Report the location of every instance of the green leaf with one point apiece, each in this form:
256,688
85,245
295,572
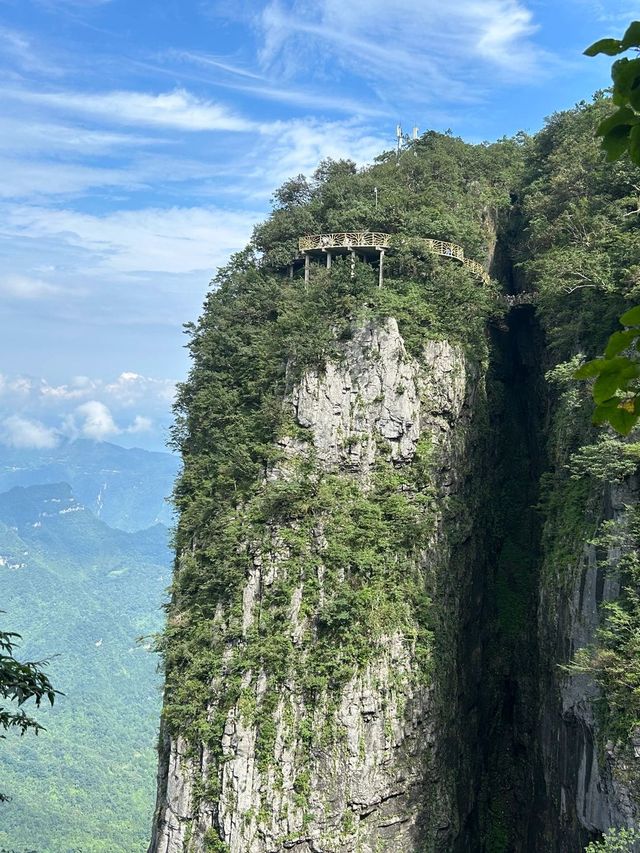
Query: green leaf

-=-=-=-=-

- _Task prompt_:
Excluding all images, transcribe the material word for word.

- _Exercise solution_:
Report the location of every instance of the green leaf with one point apiece, each in this form:
256,688
85,245
295,572
Query: green leaf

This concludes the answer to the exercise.